• **Document excerpt**
The process of gene tagging — a commonly used technique for tracking genes in cell biology, molecular biology and biochemistry — is a technique created by Tsien, who won a Nobel Prize in 2008 for his discovery in green fluorescent protein (GFP). He created genetically engineered bacteria capable of producing differently-colored fluorescent proteins.
Scientists use these glowing proteins to effectively track the location and time when certain genes are expressed in cells, and to isolate specific proteins within organisms. To make a gene glow, gene coding for the GFP is fused with the gene for a fluorescent protein. This causes the GFP to glow, allowing scientists to track its location within a cell or an entire organism.
GFPs have many useful applications. Researchers can use these fluorescent proteins to highlight neural circuits within the brain, which could help researchers discover defecting circuitry that causes degenerative diseases like Parkinson’s and Alzhemier’s disease.
In 1995, Tsien determined how GFP became fluorescent, then his discovery to create mutant forms of GFP and differently-colored proteins. This single point mutation increased the effectiveness of GFP and broadened its spectrum of colors as well. Tsien spoke of the significance of having a range of proteins that each emits unique colors.

• **Data excerpts**
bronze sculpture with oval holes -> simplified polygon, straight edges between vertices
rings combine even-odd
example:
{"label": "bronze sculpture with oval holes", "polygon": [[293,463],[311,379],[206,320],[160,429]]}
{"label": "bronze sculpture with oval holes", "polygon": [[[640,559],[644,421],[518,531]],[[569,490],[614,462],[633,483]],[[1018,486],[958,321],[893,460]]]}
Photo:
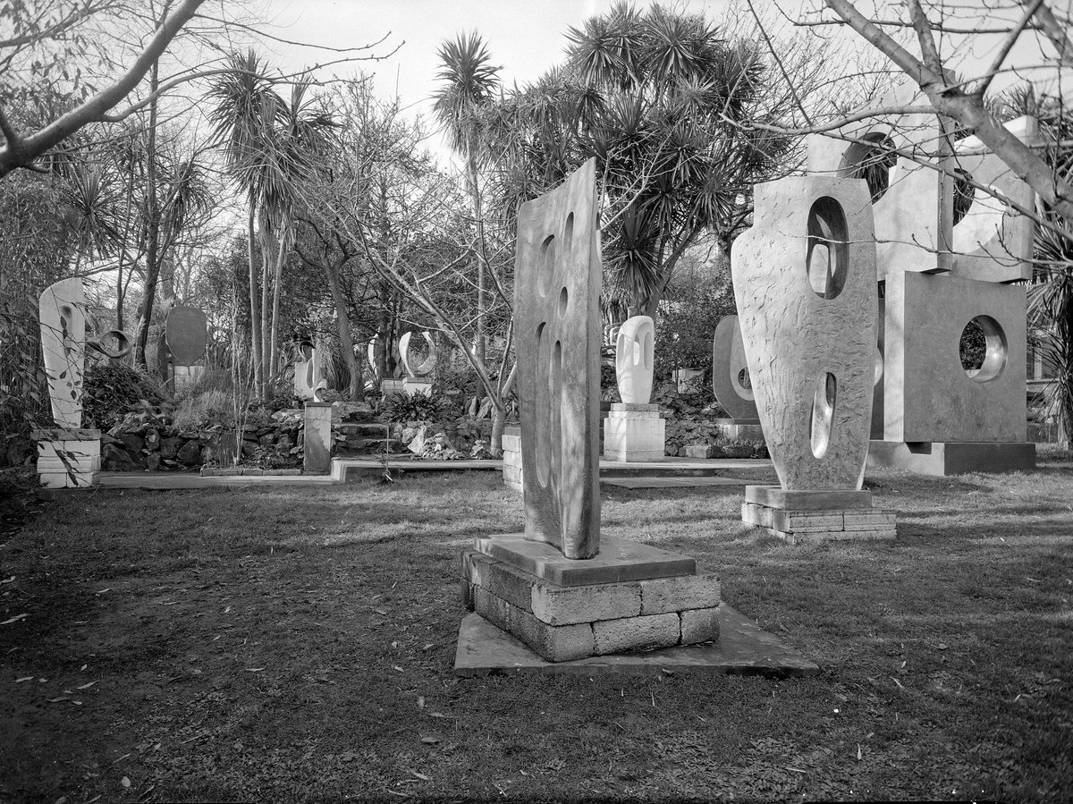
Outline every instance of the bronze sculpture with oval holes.
{"label": "bronze sculpture with oval holes", "polygon": [[756,185],[731,269],[756,412],[779,487],[747,486],[743,520],[803,537],[893,537],[861,491],[877,307],[867,185],[815,176]]}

• **Exercise prompt**
Reproduce everything in the gene tagging passage from "The process of" down to "differently-colored fluorescent proteins.", word for word. The items have nothing to do with the gene tagging passage.

• **Task output**
The process of gene tagging — a commonly used technique for tracking genes in cell biology, molecular biology and biochemistry — is a technique created by Tsien, who won a Nobel Prize in 2008 for his discovery in green fluorescent protein (GFP). He created genetically engineered bacteria capable of producing differently-colored fluorescent proteins.